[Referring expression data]
*** Block opens ***

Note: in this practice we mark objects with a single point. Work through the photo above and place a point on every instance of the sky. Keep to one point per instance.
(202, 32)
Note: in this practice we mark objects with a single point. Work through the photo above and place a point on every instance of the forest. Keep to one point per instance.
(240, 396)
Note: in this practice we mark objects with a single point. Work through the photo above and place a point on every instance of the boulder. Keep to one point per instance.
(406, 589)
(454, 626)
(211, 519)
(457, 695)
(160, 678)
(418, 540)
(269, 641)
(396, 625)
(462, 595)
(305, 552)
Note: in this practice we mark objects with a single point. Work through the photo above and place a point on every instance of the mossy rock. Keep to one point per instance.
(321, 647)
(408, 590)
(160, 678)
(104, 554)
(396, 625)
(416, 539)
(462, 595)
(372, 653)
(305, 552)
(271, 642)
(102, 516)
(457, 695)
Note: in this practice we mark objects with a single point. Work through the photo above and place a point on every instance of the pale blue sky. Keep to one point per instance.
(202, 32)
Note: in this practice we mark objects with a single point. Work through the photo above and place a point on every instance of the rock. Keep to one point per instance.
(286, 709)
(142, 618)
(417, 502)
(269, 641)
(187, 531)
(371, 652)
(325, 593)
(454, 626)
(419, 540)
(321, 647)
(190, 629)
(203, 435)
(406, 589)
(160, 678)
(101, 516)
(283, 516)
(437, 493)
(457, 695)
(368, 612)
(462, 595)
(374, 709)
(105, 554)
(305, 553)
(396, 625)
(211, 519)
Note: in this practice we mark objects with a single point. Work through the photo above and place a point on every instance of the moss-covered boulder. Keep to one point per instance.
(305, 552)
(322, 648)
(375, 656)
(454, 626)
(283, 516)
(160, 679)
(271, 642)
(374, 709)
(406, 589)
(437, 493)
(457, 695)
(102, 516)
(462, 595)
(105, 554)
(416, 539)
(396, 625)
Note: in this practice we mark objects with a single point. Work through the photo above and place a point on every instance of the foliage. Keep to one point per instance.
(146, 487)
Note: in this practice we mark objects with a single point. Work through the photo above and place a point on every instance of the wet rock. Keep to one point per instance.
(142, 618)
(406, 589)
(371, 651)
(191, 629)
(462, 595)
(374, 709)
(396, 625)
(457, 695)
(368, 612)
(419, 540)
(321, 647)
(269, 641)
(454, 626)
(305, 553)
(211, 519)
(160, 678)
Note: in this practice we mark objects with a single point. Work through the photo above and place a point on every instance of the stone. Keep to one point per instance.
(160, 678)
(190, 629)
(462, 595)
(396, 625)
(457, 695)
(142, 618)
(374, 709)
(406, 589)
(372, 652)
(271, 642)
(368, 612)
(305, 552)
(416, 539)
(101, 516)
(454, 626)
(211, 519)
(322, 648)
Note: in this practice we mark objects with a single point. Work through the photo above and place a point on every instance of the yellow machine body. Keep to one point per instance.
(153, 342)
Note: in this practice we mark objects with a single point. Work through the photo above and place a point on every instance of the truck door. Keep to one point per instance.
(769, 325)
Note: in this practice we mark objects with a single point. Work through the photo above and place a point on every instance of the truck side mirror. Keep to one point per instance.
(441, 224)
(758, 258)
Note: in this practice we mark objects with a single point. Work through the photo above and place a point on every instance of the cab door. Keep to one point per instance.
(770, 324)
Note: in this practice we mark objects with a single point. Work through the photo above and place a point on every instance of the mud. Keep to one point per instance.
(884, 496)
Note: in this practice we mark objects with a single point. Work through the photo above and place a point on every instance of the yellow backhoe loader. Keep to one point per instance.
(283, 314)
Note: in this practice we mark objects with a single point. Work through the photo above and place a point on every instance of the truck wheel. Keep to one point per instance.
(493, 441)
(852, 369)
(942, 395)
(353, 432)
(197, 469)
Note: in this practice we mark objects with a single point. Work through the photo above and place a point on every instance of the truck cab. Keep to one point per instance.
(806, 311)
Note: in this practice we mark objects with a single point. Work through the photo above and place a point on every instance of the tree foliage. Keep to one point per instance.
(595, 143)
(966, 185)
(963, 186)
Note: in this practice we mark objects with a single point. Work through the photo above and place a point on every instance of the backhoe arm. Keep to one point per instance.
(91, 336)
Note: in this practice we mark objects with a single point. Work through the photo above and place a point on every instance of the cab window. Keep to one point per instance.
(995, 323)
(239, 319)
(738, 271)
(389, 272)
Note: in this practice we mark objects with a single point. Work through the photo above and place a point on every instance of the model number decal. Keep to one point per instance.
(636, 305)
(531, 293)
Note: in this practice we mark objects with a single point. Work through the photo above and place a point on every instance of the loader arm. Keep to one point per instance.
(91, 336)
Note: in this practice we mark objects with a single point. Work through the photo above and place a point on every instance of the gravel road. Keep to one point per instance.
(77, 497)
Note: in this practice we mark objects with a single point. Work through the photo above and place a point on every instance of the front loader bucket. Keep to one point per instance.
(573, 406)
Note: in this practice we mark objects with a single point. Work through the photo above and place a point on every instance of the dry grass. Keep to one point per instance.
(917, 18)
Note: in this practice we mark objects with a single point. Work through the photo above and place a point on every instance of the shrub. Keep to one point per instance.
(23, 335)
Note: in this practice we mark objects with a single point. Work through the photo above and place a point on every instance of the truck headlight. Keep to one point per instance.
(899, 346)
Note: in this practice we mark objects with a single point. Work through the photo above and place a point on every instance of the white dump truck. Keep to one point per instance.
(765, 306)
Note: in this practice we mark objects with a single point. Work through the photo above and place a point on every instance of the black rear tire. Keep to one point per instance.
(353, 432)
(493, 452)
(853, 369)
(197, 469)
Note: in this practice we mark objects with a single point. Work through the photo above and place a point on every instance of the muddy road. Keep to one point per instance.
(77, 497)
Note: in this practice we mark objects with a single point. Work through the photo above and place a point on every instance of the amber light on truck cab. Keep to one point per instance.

*** Block closes ***

### EXERCISE BRIEF
Reproduce the records above exactly.

### ANSWER BOX
Note: in this practice we mark objects with a single point. Work through the photo above and place a point on every instance of the sky. Keep to one point per instance.
(202, 32)
Note: in this practice we mark objects with a single point. Work through the photo above and place a point on every instance of the forest. Keep to one point per instance.
(240, 396)
Note: in this practice we mark objects with a single point. Work through the photo above and place a point on every instance of the boulder. Keep to one point per instance.
(406, 589)
(454, 626)
(211, 519)
(457, 695)
(160, 678)
(418, 540)
(269, 641)
(396, 625)
(462, 595)
(305, 552)
Note: in this practice we mark objects with a single point. Work through the photo above and place a point on every instance of the mossy rock. Keep to one point per instance.
(321, 647)
(408, 590)
(160, 678)
(104, 554)
(396, 625)
(416, 539)
(462, 595)
(372, 653)
(305, 552)
(271, 642)
(102, 516)
(457, 695)
Note: in this practice we mark objects with a single point. Work through the photo above and place a point on every instance of the pale blue sky. Keep to one point per instance.
(202, 32)
Note: in this practice we mark objects with a single point. Work through the photo above and place a point on every instance of the rock. Keep to one point per instance.
(286, 709)
(142, 618)
(417, 502)
(269, 641)
(187, 531)
(371, 652)
(325, 593)
(454, 626)
(419, 540)
(321, 647)
(190, 629)
(203, 435)
(406, 589)
(160, 678)
(101, 516)
(283, 516)
(437, 493)
(457, 695)
(368, 612)
(462, 595)
(374, 709)
(105, 554)
(305, 553)
(396, 625)
(211, 519)
Note: in this practice we mark objects with a single point. Work through the photo above and place a point on every instance of the moss-covered boulder. Keep to one point per instance.
(305, 552)
(322, 648)
(375, 656)
(454, 626)
(283, 516)
(160, 679)
(271, 642)
(374, 709)
(406, 589)
(437, 493)
(457, 695)
(102, 516)
(462, 595)
(105, 554)
(416, 539)
(396, 625)
Note: in this practice we mark objects with a single point. Work through the photo above and place a point on every instance of the foliage. Keep to one point per instance.
(146, 487)
Note: in this practice we mark objects with a single point. Work through the photo above and place a point on every instance of the wet rock. Keep to one point per instance.
(142, 618)
(406, 589)
(371, 651)
(191, 629)
(462, 595)
(374, 709)
(396, 625)
(457, 695)
(368, 612)
(419, 540)
(321, 647)
(269, 641)
(454, 626)
(305, 553)
(211, 519)
(160, 678)
Note: in this practice we mark objects with a single point. Work through the photo above and place a point on every instance of the stone. Keep to one point per instance.
(160, 678)
(190, 629)
(462, 595)
(396, 625)
(457, 695)
(142, 618)
(374, 709)
(406, 589)
(372, 652)
(271, 642)
(368, 612)
(305, 552)
(416, 539)
(101, 516)
(454, 626)
(211, 519)
(322, 648)
Note: in this practice we mark objects with a single point. Work through the photo above and place a point on every instance of the yellow machine body. Keep to one point per instance.
(153, 342)
Note: in this practice we mark objects with a single point. Work through the photo above and place a point on every instance of the truck door. Keep to one point per instance.
(769, 325)
Note: in this practice we mark objects with a single point. Work through the photo above and place a point on every instance of the truck side mirror. Keep to one point per instance.
(441, 224)
(758, 258)
Note: in this practice we mark objects with a single point. Work through the photo above and place a point on every instance of the cab door. Keep to one point per instance.
(770, 324)
Note: in this practice we mark objects with a single point. Work through the photo above and place a point on every instance of the mud. Keep to one point per instance.
(884, 496)
Note: in this practice we mark objects with a single point. Work through the photo above and place a point on every instance of the yellow backhoe loader. Keep to one point per instance.
(283, 314)
Note: in this practice we mark objects with a single point. Work through the photo above and place a point on every instance of the truck wheel. Keep to one point per instance.
(493, 441)
(852, 369)
(942, 395)
(353, 432)
(197, 469)
Note: in this practice we mark objects with a single point. Work through the photo above and place a point on every instance of the truck cab. Keep to one point per instance.
(806, 311)
Note: in this practice we mark objects with a single point. Work through the photo above and place a point on every instance of the tree foliage. Keep to one point per instance.
(595, 143)
(966, 185)
(963, 186)
Note: in this practice we mark objects with a single point. Work through the photo above and place a point on every instance of the backhoe arm. Keep to one point per instance.
(91, 336)
Note: in this practice we mark objects with a single point. Work through the photo above and place a point on every instance of the cab window. Keep to one point per instance.
(995, 323)
(239, 319)
(738, 271)
(389, 272)
Note: in this practice we mark objects with a single point. Work through the photo above and place a point on every instance of the model number decal. Keep to one point per instance.
(636, 305)
(531, 293)
Note: in this practice we mark objects with a single point. Work through the photo above and place a point on every instance of the loader arm. Keep to one point per instance.
(91, 336)
Note: in this practice we mark objects with a single point. Work through the photo above and place a point on every instance of the gravel road. Keep to one point per instance.
(77, 497)
Note: in this practice we mark objects with a single point. Work through the photo above and place a point on every instance of the front loader bucket. Keep to one point per instance.
(573, 406)
Note: in this practice we mark objects with a single point. Work through the photo above and place a point on every instance of the dry grass. Keep to one point per instance.
(917, 18)
Note: in this practice we mark objects with a single point. Work through the photo above and place a point on every instance of the shrub. Keep to one point per instance.
(23, 335)
Note: in this practice we mark objects with a single point. Work through the photo above and place a point on every instance of the truck headlight. Keep to one point per instance.
(899, 346)
Note: in this practice we mark objects with a single point. Work through the photo above and place a point on every instance of the white dump truck. Keep to one point per instance.
(765, 306)
Note: in this practice we mark objects with a single point. Work through the photo above and place a point on every instance of the black rear tire. Keep to one point per instance.
(353, 432)
(493, 452)
(853, 369)
(197, 469)
Note: in this practice we mark objects with a single point. Work through the photo above and place a point on every instance of the muddy road. Keep to one point per instance.
(77, 497)
Note: in this practice we mark objects with a single point. Work through the photo above and place a point on every instance of the amber light on truck cab. Keep to one point per instance.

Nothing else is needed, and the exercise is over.